### Your objective:
Give the data below again exactly as written, without its pictures.
++++ Input data ++++
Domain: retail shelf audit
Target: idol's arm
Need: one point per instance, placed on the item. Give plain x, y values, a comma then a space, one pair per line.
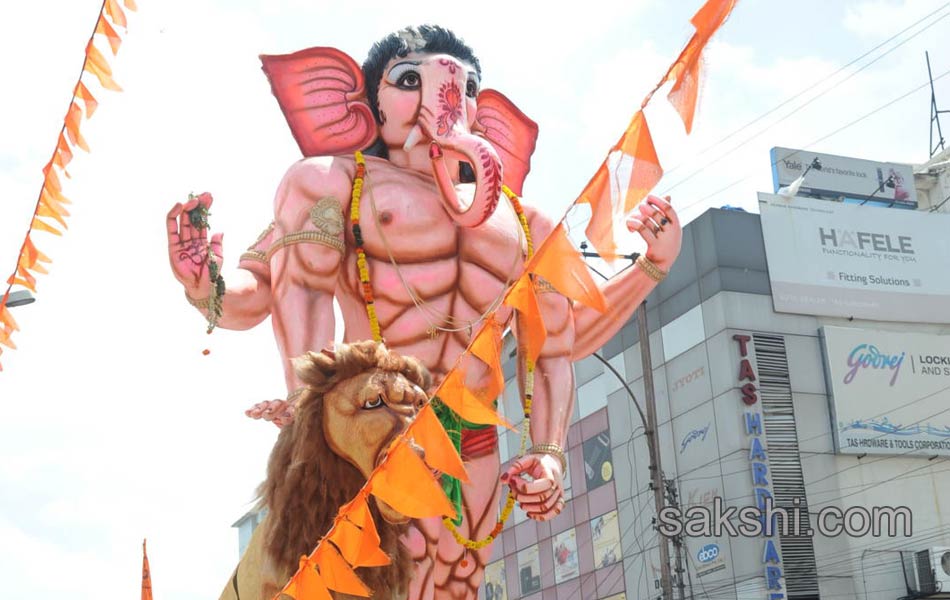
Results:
304, 273
246, 301
626, 291
552, 402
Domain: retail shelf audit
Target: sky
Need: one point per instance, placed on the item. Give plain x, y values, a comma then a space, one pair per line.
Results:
114, 425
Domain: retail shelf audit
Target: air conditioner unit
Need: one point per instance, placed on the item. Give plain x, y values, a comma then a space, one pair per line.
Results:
933, 570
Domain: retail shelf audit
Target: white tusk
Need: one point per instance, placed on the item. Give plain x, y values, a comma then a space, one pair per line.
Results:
415, 135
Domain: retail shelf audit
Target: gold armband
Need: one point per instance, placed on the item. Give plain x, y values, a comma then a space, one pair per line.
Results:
203, 304
318, 237
553, 450
292, 396
652, 271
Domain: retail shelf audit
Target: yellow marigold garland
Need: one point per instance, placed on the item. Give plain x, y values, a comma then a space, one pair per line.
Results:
363, 268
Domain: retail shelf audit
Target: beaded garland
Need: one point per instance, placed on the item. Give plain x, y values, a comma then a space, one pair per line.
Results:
367, 288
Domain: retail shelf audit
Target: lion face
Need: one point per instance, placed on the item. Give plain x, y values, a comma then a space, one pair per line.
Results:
362, 416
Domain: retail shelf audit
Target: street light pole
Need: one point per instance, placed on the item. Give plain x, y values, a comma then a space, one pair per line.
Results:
656, 474
19, 298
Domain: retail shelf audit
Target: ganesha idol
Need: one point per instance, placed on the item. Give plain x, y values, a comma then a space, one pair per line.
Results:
406, 210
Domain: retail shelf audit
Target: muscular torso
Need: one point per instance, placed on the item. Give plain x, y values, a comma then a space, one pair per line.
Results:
455, 275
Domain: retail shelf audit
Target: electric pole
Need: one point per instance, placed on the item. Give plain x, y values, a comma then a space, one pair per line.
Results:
653, 442
672, 498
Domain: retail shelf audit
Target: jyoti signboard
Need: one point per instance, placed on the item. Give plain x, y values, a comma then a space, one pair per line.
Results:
890, 392
842, 176
827, 258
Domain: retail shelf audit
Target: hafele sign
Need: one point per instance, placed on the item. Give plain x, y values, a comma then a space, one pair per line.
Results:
842, 176
889, 391
827, 258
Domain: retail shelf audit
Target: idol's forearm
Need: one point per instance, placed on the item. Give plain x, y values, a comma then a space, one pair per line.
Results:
624, 294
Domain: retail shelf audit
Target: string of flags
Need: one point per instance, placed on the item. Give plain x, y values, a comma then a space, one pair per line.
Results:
405, 481
50, 212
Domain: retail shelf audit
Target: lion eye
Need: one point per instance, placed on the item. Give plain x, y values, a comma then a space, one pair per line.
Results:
375, 403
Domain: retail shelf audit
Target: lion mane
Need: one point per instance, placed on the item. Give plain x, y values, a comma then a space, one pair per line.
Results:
307, 482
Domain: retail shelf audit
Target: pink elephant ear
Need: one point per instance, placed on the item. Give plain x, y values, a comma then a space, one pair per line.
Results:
322, 95
511, 133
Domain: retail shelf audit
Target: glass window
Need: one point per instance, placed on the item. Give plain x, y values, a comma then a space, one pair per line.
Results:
495, 586
598, 463
529, 570
566, 564
605, 539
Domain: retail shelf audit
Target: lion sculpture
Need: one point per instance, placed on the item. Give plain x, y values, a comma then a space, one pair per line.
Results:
357, 400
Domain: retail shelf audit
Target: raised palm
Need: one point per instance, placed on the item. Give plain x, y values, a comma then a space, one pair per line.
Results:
188, 246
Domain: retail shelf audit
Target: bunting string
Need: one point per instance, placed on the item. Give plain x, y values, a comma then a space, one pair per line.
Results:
49, 212
630, 170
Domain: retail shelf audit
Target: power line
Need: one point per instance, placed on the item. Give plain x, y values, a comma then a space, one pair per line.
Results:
809, 101
821, 139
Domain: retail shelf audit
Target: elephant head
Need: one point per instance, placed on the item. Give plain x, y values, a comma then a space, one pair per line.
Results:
415, 88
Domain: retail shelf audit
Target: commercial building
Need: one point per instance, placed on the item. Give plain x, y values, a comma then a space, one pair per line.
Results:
834, 394
820, 433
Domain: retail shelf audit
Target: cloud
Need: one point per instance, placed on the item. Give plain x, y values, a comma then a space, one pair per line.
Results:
878, 17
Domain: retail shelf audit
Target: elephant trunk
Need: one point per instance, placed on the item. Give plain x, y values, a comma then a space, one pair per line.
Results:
444, 120
487, 167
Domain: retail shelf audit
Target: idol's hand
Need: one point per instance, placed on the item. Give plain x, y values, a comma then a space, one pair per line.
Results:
188, 247
543, 498
279, 412
659, 226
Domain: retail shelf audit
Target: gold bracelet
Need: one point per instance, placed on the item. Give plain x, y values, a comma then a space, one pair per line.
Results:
652, 271
542, 285
203, 304
553, 450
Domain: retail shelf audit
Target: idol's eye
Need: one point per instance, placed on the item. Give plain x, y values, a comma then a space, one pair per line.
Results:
374, 403
405, 76
409, 80
471, 88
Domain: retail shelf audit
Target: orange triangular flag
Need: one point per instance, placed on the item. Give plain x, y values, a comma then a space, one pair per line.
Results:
336, 573
456, 396
406, 484
53, 196
644, 165
24, 278
685, 70
107, 30
30, 254
562, 265
486, 346
7, 319
600, 228
105, 79
38, 224
88, 99
115, 13
306, 584
356, 536
440, 454
63, 153
96, 58
45, 210
530, 323
73, 119
146, 575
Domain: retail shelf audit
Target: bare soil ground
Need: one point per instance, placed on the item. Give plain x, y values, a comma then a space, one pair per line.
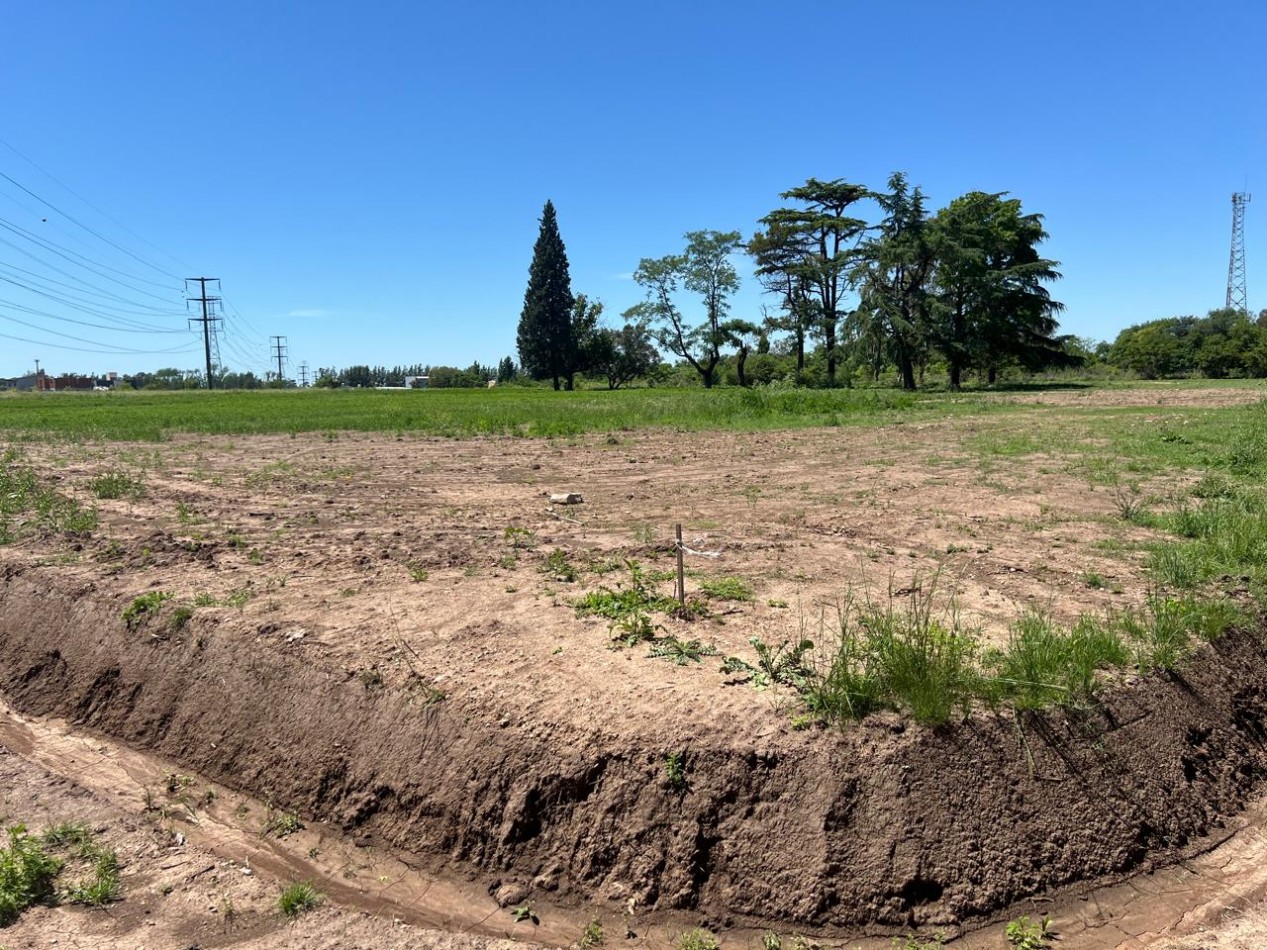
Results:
403, 584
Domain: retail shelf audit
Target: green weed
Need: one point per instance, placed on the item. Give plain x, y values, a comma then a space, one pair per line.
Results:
556, 566
675, 770
726, 588
698, 940
141, 607
298, 898
681, 651
1024, 934
118, 484
27, 874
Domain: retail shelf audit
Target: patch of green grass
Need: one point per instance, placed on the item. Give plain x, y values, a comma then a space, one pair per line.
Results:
675, 770
101, 886
556, 566
511, 411
298, 898
627, 608
281, 825
28, 507
727, 588
27, 874
118, 484
142, 606
1044, 665
1025, 934
681, 651
698, 940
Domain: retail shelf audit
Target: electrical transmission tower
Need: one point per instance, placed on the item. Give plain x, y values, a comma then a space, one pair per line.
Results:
279, 351
1237, 297
208, 319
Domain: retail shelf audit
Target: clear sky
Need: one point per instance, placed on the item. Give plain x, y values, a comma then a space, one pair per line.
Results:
366, 179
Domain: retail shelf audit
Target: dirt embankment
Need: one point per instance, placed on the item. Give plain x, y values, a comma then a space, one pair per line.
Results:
881, 826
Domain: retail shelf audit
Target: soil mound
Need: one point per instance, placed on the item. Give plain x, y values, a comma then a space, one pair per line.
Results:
881, 826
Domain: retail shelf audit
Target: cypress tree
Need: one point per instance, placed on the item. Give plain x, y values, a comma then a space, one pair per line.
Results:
545, 326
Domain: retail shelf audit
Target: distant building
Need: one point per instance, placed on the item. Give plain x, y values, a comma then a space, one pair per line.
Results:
43, 383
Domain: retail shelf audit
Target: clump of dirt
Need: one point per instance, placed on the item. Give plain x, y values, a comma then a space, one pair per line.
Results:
++++
### Completed exercise:
Domain: retail shelf audit
Target: idol's arm
Need: one point per instance, placed on the item. Give plain x, y values, a comma then a space, one pair per line.
Results:
304, 273
246, 301
626, 291
552, 402
Domain: retail shelf audit
Target: sky
Need: one point per instance, placed on the item. Give plain x, y values, a comma then a space, one pair per line.
Results:
114, 425
Domain: retail shelf audit
Target: air conditioner unit
Need: one point per instance, placed on the item. Give plain x, y values, a comma then a space, one pair per line.
Results:
933, 570
Domain: retail shelf audit
Target: white tusk
Need: one point per instance, placed on the item. Give plain x, y values, a comma then a space, one pair per line.
Results:
415, 135
Domain: retail shelf audit
Target: gold armband
Need: one point per instance, placed on the item. Give plain x, y values, a comma then a space, one pair per line.
Results:
203, 304
318, 237
553, 450
292, 396
652, 271
Domain: retail shelf audit
Target: yellow marigold garland
Need: one point per instance, placed on the item. Give plain x, y values, a comma then a space, one pair per line.
Results:
363, 268
Domain: retail shelf audit
Target: beaded garland
Need: one point per instance, placed on the item. Give plain x, y values, a comma then a space, one pair per line.
Results:
367, 288
Domain: retail shelf audit
Target: lion face
Need: one point per instance, placed on the item. Give plain x, y values, a comma then a space, one pair per line.
Results:
362, 416
Domain: retail shelf audit
Target: street light pole
Need: one point per instance, placed on the item. Give plain x, y values, a comma then a space, one pair per line.
Results:
656, 474
19, 298
Domain: retail shelf audit
Target: ganesha idol
Need: one point per instance, placed on the item. Give plain x, y values, a comma then a space, one pair per line.
Results:
406, 210
Domain: retail shelf audit
Target: muscular torso
Need: one point per instance, placed on the item. Give plain x, y values, a comma then a space, one pair per line.
Results:
455, 275
Domain: retail shelf audit
Target: electric pole
Need: one point per instance, placed on the item. Give plain x, y values, a comma then a space, one pair per line.
Results:
653, 442
672, 498
Domain: retail shelf audit
Target: jyoti signboard
Need: one point per instance, placed on the item. Give plain x, y values, a comma then a space, one pair per line.
Results:
890, 392
842, 176
827, 258
Domain: retail shelf audit
Target: hafele sign
Need: one point per instance, placed on the item. Give plain x, y values, a comma then a space, one pair per line.
Results:
842, 176
889, 391
827, 258
Domain: retail shelf audit
Target: idol's forearm
Need: one point per instance, placed on the item. Give plain x, y values, a comma then a space, one pair per line.
Results:
624, 294
Domain: retail shelf audit
Target: string of flags
Need: one point per instance, placed on the item. Give plain x, y values, a comma then a space, one pair per line.
Results:
405, 481
50, 212
Domain: retail shelf audit
Target: lion eye
Need: one point per instance, placed on the item. Give plain x, y values, a comma then a space, one pair per line.
Results:
375, 403
Domain: retail shelf audit
Target: lion mane
Need: one point per instance, placed on the item. Give plain x, y values, a comma then a space, one pair per line.
Results:
307, 482
Domain: retail shelf audit
Target: pink elephant ear
Need: one point per instance, placed on the item. Give plain x, y values, a comma then a space, one pair per line.
Results:
322, 95
511, 133
Domain: retail shelf audit
Target: glass window
Need: one point per instance, placed on the item. Give plain x, y values, a comma then a space, one pair per line.
Results:
495, 586
598, 463
529, 570
566, 564
605, 539
Domain: retail shelf audit
Target: lion sculpture
Need: one point per instance, placed on the item. Give plain x, y values, a comma then a space, one pair per line.
Results:
357, 400
Domain: retail shelf audit
Target: raised palm
Need: one point per instance, placed on the item. Give plain x, y values, a comma then a space, one pair per line.
Results:
188, 246
Domain: retail shelf audit
Target: bunting string
Need: one point per instance, placed on the item. Give plain x, y values, a comma then a space, one pair per line.
Results:
49, 212
630, 170
Domain: retail shelf audit
Target: power line
Need: one point per instance, placed on the item. Give plain x, y values, a comma then a space, one pair per line.
Results:
809, 101
821, 139
Domain: retail shelf audit
Target: elephant head
Need: one point per instance, placed on the item. Give plain x, y values, a comma then a space, one pair per line.
Results:
415, 88
Domain: retail shelf audit
Target: commercial building
Need: one point per instance, placed on the item. Give plain x, y values, a comma then a space, one pair per line.
Results:
834, 394
820, 433
Domain: retail shelf audit
Target: cloud
Need: one point per instance, placed on the item. Give plain x, y values, a comma then a space, one pair per line.
Results:
878, 17
Domain: retail shelf audit
Target: elephant trunk
Need: one point per instance, placed on the item. Give plain x, y values, a comma then a space, one pair per line.
Results:
444, 120
487, 167
Domain: retail shelf audit
Target: idol's hand
Need: one point per instance, placed on the item. Give plain x, y values, a comma then a space, one pair per line.
Results:
188, 247
543, 498
279, 412
659, 226
Domain: retail shelf audit
Target: gold bracelet
Need: one point per instance, placed on the item. Give plain x, y values, a comma then a space, one pair per line.
Results:
652, 271
542, 285
203, 304
553, 450
Domain: retail shelf audit
Target: idol's eye
Need: one point per instance, placed on the item. Give plain x, y values, a comma then a space, one pair per line.
Results:
374, 403
405, 76
409, 80
471, 88
Domain: retail shelf audit
Target: orange triangular flag
Need: one point per instance, placed on the item. Give plain x, y values, a comma then a space, one pair per line.
Results:
336, 573
456, 396
406, 484
53, 196
644, 165
24, 278
685, 70
107, 30
30, 254
562, 265
486, 346
7, 319
600, 228
105, 79
38, 224
88, 99
115, 13
306, 584
356, 536
440, 454
63, 153
96, 58
45, 210
530, 323
73, 119
146, 575
Domain: retail shelf audit
Target: bare soil ground
Need: one point per instance, placed on the item. Give plain x, y values, a comma then a space, one pair per line.
Results:
403, 584
Domain: retail shelf audit
Target: green weed
Need: one point per instance, placed on the item. Give plain x, y values, a comma then a space, one pair per line.
Results:
556, 566
675, 770
726, 588
698, 940
141, 607
298, 898
681, 651
1024, 934
118, 484
27, 874
Domain: retail shelf audit
Target: patch of green grass
Need: one point per instance, placed on the item. Give plain x, y values, a comma then a space, one pair per line.
Results:
675, 770
101, 886
556, 566
511, 411
298, 898
627, 608
281, 825
28, 507
727, 588
27, 874
118, 484
142, 606
1044, 665
1025, 934
681, 651
698, 940
Domain: retail shelf audit
Target: electrical transmission tower
Need: one point per instance, placed on the item. Give plain x, y values, a comma then a space, one pair per line.
Results:
279, 351
1237, 297
208, 319
Domain: retail shelf audit
Target: clear sky
Need: one point per instance, placed on the item. Give plain x, y values, a comma then a space, one pair per line.
Results:
366, 179
Domain: retail shelf audit
Target: dirt embankment
Need: one point per instance, placed on the item. Give plain x, y values, a comma then a space, one pair per line.
Results:
881, 826
Domain: retail shelf audit
Target: soil mound
Need: one point per instance, placed on the item. Give plain x, y values, a comma then a space, one pair per line.
Results:
881, 826
Domain: retail shelf audit
Target: cypress tree
Need: one point per instance, placed on the item. Give plain x, y values, a comma then a space, one pair per line.
Results:
545, 326
Domain: retail shelf audit
Target: distant building
Need: one point per instance, placed on the item. Give plain x, y values, a comma then a space, one pair per line.
Results:
43, 383
Domain: retail shelf audit
Target: clump of dirt
Need: one point per instance, placed on the item. Give plain x, y values, a comma then a space, one pair per line.
Results:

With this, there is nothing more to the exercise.